**Exercise brief:** Omit every picture and output the rest of the records exactly as they are.

**Provided entries:**
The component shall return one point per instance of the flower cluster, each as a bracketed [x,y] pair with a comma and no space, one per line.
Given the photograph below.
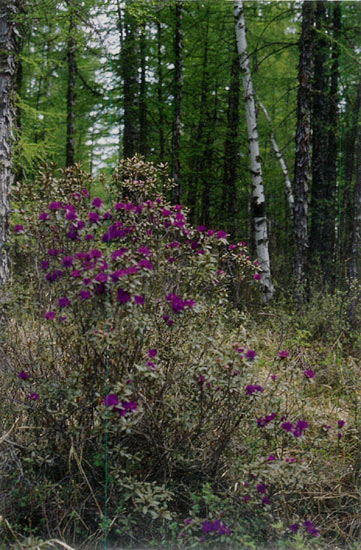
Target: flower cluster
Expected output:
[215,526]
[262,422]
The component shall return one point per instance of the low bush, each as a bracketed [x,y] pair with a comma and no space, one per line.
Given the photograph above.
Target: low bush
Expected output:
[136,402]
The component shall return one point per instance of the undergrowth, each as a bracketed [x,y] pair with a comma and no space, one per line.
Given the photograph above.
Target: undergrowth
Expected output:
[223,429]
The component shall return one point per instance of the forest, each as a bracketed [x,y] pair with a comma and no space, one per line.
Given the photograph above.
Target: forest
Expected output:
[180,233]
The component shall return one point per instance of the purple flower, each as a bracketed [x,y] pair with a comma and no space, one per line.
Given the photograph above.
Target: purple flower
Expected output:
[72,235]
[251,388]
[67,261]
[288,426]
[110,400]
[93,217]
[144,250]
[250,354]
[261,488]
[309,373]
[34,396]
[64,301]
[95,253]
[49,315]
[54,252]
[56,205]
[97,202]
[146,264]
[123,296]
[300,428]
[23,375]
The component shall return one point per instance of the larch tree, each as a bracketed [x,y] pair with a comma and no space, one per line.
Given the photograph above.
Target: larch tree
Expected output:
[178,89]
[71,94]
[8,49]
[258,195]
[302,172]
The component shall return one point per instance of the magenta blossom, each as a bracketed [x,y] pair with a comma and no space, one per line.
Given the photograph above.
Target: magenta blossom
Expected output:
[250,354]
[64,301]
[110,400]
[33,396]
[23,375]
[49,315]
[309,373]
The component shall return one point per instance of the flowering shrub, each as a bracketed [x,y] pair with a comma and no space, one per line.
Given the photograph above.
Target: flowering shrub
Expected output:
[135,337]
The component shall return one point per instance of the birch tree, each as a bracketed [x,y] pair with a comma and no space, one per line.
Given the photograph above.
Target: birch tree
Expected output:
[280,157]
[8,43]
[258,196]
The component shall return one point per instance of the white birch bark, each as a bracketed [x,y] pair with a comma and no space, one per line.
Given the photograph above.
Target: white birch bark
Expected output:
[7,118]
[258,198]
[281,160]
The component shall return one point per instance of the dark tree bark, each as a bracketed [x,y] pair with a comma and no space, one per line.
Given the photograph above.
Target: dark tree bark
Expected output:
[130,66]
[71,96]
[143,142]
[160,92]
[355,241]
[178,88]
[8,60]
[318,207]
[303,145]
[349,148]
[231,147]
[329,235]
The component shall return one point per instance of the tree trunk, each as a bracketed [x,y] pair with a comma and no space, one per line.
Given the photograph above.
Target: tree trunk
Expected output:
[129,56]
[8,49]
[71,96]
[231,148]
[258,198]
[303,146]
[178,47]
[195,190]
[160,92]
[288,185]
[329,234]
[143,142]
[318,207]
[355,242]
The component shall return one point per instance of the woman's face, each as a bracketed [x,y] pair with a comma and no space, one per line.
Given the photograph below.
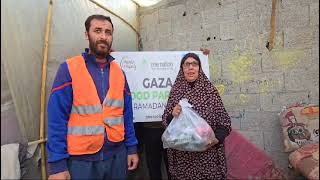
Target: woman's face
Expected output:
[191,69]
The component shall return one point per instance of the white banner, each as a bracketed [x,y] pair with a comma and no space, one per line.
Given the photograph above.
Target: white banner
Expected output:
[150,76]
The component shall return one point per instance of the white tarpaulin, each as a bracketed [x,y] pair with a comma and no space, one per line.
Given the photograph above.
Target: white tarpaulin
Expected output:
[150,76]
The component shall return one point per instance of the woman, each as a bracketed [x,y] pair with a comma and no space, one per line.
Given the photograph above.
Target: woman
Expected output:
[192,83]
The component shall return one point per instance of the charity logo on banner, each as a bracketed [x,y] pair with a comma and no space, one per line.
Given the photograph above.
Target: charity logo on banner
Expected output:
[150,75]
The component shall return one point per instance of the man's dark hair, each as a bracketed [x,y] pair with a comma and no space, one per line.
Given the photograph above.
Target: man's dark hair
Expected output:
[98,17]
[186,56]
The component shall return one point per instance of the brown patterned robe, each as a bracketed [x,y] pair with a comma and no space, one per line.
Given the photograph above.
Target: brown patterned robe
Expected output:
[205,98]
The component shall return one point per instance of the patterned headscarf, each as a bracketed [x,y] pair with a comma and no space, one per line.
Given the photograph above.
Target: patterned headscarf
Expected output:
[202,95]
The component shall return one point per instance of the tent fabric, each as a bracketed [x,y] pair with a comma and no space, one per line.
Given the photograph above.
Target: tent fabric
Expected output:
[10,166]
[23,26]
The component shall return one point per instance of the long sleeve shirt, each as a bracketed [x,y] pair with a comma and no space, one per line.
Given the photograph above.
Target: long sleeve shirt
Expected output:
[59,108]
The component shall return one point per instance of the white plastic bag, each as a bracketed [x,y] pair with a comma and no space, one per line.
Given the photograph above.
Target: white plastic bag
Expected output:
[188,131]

**Task output:**
The component shall return one point per instance of the flower cluster, each as a bracketed [x,y] pair with a comma and no space, one per line.
Given the photograph below.
Target: flower cluster
Expected output:
[215,526]
[262,422]
The component shall return one point per instance of the low bush, each as a bracketed [x,y] pair with a comma and no space, one per line.
Given the photograph above.
Target: low bush
Expected output:
[136,402]
The component shall return one point per instance of the undergrowth, each as a bracketed [x,y] pair with a comma and no space, one per line.
Given the photograph above.
Target: undergrowth
Expected output:
[223,429]
The component shall return one point per instance of the forest, each as a bracketed [x,y] pair with a comma and no space, one per line.
Given the photograph above.
Target: forest
Expected output:
[180,233]
The component shall return one point per instance of the purple flower, each as a bracketed [x,y] pair with a comma and no space, one per line.
Given the photograph above.
Target: purple flower
Expected output:
[72,235]
[251,388]
[67,261]
[288,426]
[110,400]
[93,217]
[144,250]
[250,354]
[261,488]
[309,373]
[34,396]
[64,301]
[95,253]
[49,315]
[54,252]
[56,205]
[97,202]
[146,264]
[123,296]
[300,428]
[23,375]
The component shall return one point per instance of the larch tree, each as a bracketed [x,y] pair with a comma and no space, one per line.
Given the photograph above.
Target: larch tree
Expected output:
[178,89]
[71,94]
[8,49]
[258,195]
[302,172]
The component shall return one point per instance of the magenta blossom, each as a bracketed [x,y] pair with a comma and no space, one per line.
Given the photograph above.
Target: magenta blossom
Expected output:
[250,354]
[64,301]
[110,400]
[33,396]
[23,375]
[49,315]
[309,373]
The component shall return one point per instance of the flowering shrub, each as a bracketed [x,y] pair with a comma and no space, one per line.
Given the photograph above.
Target: flowering shrub
Expected output:
[135,337]
The component shall return one point per instance of the birch tree, each as a bracketed [x,y] pair with a comma and no space, one per line.
Given the photograph above.
Target: birch tree
Expected output:
[280,157]
[8,43]
[258,196]
The component shall return one point per instance of the white birch bark, each as a bracketed [x,y] pair with a comma and no space, one per line.
Given the photograph above.
Target: white birch bark
Expected output:
[7,118]
[258,198]
[281,160]
The component shall return one point per instance of the dark tree bark, each as a bracketed [x,y] pair with a comma and no space, one per line.
Given the photograph above.
Target: dark tree bark
Expected output:
[130,66]
[71,96]
[143,142]
[160,92]
[355,241]
[178,88]
[8,60]
[318,207]
[303,145]
[349,148]
[231,147]
[329,235]
The component shall return one point per instance of the tree trunk, each as a bracketed [x,y] pair with a comma and no space, one per line.
Given the photograph above.
Target: tree trunk
Expected output:
[129,56]
[8,49]
[71,96]
[231,148]
[258,198]
[303,146]
[178,47]
[195,190]
[160,92]
[288,185]
[329,234]
[143,142]
[318,207]
[355,242]
The component shall return one point per instance of the woman's face, each as a bracketed [x,y] pair with a comma and no space, one per line.
Given the photograph below.
Target: woman's face
Expected output:
[191,69]
The component shall return one point per instance of the white banner, each as a bracketed [x,y] pair with a comma and no space, one per line.
Given the photograph above.
Target: white banner
Expected output:
[150,76]
The component shall return one point per instance of the white tarpaulin, each as a bracketed [x,y] pair with a comma and no space, one per line.
Given the photograph above.
Target: white tarpaulin
Expected output:
[150,76]
The component shall return one point per instance of the woman, each as a bracketed [x,y] pair with a comma and no space, one per line.
Given the photograph above.
Target: woman
Expected output:
[192,83]
The component shall return one point per instance of the charity logo on banner, each as a bracketed [x,y] pair with a comma and no space, one per line.
Given the photograph above.
Target: charity logo on banner
Expected output:
[150,75]
The component shall return one point per instance of the man's dark hair, each as a bracketed [x,y] pair with a comma and no space, one per line.
Given the photograph above.
Target: man's dark hair
Expected output:
[98,17]
[186,56]
The component shall return one point per instance of the brown patterned robe, each as a bracketed [x,y] pair with a comma and no space, one per line.
Given the photograph above.
Target: brown patterned robe
Expected output:
[205,98]
The component shall return one point per instance of the patterned headscarf, each as a bracketed [x,y] pair with a comma and no space, one per line.
Given the photograph above.
Target: patterned headscarf
Expected output:
[202,95]
The component shall return one point per instance of the tent fabric, each as a bracketed [x,y] pair with a comma and no space, one per line.
Given the photograph above.
Target: tent fabric
Expected output:
[10,166]
[23,26]
The component shall return one point per instance of the long sleeve shirt, each as a bracketed [x,y] pair with a comma and no space, one per line.
Given the photograph above.
Target: long sleeve shirt
Expected output:
[59,108]
The component shall return one point per instance of the white plastic bag, each as a bracketed [x,y] pair with a comma and no space, one per line.
Given the photograph above.
Target: white plastic bag
Expected output:
[188,131]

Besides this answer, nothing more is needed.